▸ AIM OF THE TASK: Show each line of the records below that contains the word "person". Case counts.
--------------------------------
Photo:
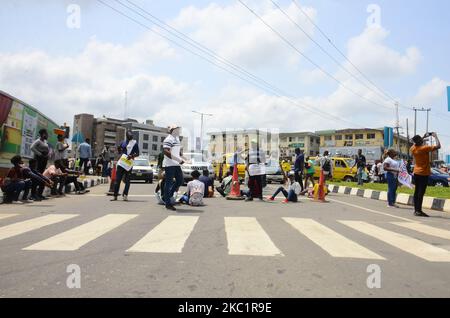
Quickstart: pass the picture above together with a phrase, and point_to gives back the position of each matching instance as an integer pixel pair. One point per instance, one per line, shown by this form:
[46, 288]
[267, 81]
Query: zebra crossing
[245, 236]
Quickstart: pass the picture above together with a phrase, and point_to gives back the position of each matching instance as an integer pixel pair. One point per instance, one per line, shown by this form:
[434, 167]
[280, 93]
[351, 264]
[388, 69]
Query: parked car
[142, 170]
[438, 178]
[197, 162]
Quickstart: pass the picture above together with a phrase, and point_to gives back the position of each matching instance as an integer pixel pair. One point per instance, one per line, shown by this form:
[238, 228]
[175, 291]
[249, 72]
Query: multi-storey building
[346, 143]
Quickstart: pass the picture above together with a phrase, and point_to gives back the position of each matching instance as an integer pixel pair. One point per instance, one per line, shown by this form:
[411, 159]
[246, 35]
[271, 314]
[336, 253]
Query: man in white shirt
[172, 164]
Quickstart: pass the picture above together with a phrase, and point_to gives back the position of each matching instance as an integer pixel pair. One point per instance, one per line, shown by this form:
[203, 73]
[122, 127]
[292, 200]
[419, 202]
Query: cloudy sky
[63, 65]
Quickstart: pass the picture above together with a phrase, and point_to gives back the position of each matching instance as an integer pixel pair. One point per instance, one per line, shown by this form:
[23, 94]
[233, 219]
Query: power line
[213, 62]
[324, 50]
[309, 59]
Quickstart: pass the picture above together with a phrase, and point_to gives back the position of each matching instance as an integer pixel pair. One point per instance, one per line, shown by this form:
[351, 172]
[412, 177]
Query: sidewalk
[442, 205]
[88, 182]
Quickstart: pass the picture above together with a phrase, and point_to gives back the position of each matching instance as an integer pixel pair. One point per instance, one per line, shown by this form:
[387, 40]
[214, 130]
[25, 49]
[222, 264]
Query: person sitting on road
[225, 187]
[209, 184]
[195, 191]
[294, 189]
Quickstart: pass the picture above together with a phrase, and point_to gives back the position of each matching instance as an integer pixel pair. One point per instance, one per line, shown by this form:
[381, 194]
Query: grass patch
[436, 192]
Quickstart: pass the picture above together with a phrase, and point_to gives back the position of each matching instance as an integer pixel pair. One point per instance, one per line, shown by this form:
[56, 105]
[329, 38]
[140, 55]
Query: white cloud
[236, 34]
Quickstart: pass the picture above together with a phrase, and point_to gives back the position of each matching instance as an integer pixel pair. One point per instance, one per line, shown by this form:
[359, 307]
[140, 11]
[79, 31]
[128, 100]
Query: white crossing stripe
[77, 237]
[246, 237]
[169, 236]
[405, 243]
[5, 216]
[332, 242]
[426, 229]
[32, 224]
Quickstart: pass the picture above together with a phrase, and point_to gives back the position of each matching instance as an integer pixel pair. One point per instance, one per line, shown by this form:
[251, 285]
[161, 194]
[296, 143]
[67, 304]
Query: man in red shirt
[422, 169]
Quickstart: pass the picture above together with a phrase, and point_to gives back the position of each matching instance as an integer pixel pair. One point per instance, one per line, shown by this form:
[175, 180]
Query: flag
[404, 177]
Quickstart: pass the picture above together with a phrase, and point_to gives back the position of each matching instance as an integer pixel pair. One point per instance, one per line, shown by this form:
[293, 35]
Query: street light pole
[202, 115]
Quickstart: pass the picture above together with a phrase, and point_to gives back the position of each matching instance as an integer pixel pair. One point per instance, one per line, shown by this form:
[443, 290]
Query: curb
[71, 187]
[442, 205]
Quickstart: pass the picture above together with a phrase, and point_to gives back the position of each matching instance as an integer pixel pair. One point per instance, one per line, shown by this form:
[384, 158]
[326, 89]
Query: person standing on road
[422, 169]
[172, 164]
[360, 163]
[299, 166]
[129, 150]
[41, 150]
[392, 168]
[85, 151]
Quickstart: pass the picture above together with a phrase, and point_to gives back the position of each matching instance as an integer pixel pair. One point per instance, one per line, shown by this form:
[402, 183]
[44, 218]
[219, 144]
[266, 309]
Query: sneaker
[421, 214]
[170, 207]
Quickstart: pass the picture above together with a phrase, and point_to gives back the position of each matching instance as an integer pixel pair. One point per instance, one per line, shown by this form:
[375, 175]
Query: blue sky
[47, 64]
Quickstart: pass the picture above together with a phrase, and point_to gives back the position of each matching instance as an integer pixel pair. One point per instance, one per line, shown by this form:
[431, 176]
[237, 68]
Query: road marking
[169, 236]
[370, 210]
[77, 237]
[33, 224]
[426, 229]
[332, 242]
[5, 216]
[246, 237]
[405, 243]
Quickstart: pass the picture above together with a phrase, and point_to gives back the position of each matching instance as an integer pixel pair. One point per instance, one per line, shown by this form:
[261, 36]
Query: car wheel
[348, 179]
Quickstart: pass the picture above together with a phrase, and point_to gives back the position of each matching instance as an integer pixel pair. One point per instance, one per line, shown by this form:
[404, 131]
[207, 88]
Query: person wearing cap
[129, 148]
[422, 169]
[172, 164]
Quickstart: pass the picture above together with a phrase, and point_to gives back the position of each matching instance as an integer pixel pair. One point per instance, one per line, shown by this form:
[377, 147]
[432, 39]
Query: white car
[196, 162]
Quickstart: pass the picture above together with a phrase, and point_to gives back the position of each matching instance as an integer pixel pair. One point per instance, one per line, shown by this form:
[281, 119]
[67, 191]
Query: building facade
[109, 132]
[347, 142]
[307, 141]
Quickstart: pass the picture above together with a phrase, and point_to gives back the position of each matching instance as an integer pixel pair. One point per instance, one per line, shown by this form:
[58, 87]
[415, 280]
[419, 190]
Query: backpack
[327, 165]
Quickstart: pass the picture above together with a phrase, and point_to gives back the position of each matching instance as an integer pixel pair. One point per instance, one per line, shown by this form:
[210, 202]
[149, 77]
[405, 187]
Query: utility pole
[201, 127]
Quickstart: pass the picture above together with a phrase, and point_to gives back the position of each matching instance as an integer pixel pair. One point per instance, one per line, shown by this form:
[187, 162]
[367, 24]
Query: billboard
[19, 127]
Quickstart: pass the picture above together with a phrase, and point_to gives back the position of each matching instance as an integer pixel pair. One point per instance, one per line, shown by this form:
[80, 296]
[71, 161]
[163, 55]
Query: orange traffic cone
[235, 193]
[113, 180]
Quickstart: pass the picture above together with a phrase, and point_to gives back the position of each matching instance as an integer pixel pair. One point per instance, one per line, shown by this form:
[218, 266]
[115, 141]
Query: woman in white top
[392, 168]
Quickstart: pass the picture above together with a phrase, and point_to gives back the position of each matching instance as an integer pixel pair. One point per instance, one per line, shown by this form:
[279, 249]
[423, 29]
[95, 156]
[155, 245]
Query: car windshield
[194, 157]
[141, 163]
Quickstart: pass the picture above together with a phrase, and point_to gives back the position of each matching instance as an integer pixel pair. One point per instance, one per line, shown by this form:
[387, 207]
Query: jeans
[13, 190]
[421, 183]
[359, 175]
[290, 196]
[392, 188]
[122, 174]
[171, 186]
[84, 162]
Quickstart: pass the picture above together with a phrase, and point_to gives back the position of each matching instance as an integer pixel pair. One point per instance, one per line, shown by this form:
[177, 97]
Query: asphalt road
[225, 249]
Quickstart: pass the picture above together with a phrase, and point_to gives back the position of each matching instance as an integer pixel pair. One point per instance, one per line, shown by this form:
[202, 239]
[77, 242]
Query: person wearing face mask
[129, 150]
[41, 150]
[172, 164]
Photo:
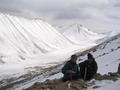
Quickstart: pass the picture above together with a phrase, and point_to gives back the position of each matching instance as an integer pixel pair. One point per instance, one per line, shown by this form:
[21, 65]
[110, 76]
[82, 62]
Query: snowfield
[30, 47]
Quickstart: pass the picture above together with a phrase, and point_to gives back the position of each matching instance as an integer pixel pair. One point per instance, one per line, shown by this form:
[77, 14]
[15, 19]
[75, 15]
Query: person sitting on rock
[70, 69]
[88, 68]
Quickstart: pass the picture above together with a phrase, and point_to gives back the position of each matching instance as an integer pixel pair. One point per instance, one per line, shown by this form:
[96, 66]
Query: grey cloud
[101, 11]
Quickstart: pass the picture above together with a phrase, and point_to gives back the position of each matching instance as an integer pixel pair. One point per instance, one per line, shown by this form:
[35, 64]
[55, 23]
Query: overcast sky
[97, 15]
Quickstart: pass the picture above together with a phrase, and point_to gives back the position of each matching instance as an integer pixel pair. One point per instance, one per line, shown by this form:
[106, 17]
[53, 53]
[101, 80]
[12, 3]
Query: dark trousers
[70, 76]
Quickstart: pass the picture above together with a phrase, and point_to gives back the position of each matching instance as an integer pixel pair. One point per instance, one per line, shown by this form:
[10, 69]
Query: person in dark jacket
[70, 69]
[88, 68]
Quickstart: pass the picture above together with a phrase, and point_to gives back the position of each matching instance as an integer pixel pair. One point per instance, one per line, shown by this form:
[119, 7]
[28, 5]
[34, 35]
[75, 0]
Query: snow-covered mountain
[21, 37]
[108, 59]
[79, 34]
[29, 43]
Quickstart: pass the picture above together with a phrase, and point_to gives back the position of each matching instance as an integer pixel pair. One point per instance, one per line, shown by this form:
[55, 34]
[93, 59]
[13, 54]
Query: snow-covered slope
[28, 43]
[79, 34]
[20, 37]
[107, 57]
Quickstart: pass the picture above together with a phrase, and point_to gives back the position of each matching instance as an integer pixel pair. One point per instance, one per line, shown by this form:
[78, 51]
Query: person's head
[74, 58]
[90, 57]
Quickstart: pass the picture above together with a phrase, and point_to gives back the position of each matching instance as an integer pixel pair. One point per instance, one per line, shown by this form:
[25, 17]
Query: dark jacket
[70, 66]
[89, 67]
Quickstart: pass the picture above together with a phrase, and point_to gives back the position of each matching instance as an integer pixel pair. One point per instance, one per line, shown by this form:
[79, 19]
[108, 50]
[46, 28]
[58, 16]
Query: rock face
[73, 85]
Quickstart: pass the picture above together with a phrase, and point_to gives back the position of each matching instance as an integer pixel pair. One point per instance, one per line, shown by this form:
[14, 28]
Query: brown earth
[72, 85]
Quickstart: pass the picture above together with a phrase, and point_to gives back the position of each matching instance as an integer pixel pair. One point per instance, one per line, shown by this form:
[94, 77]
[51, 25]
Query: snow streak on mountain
[79, 34]
[25, 37]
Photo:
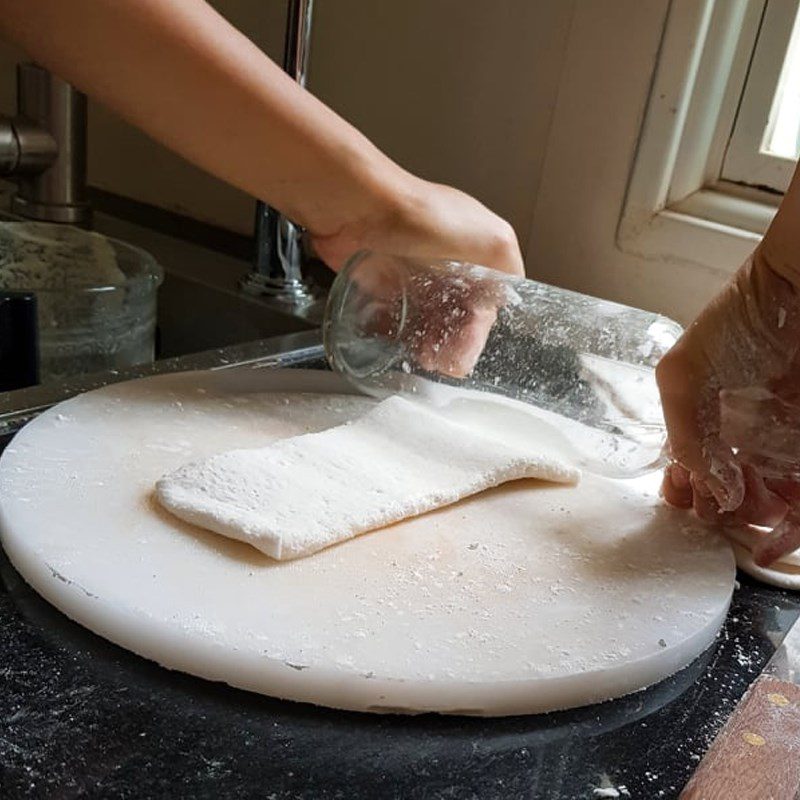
--------------------------------
▸ ANSWER TO THIS PROBLEM:
Query: person sitting on road
Query: person standing on road
Query: person wearing cap
Query: person wearing face mask
Query: person sitting on rock
Query: person in dark jacket
Query: person's head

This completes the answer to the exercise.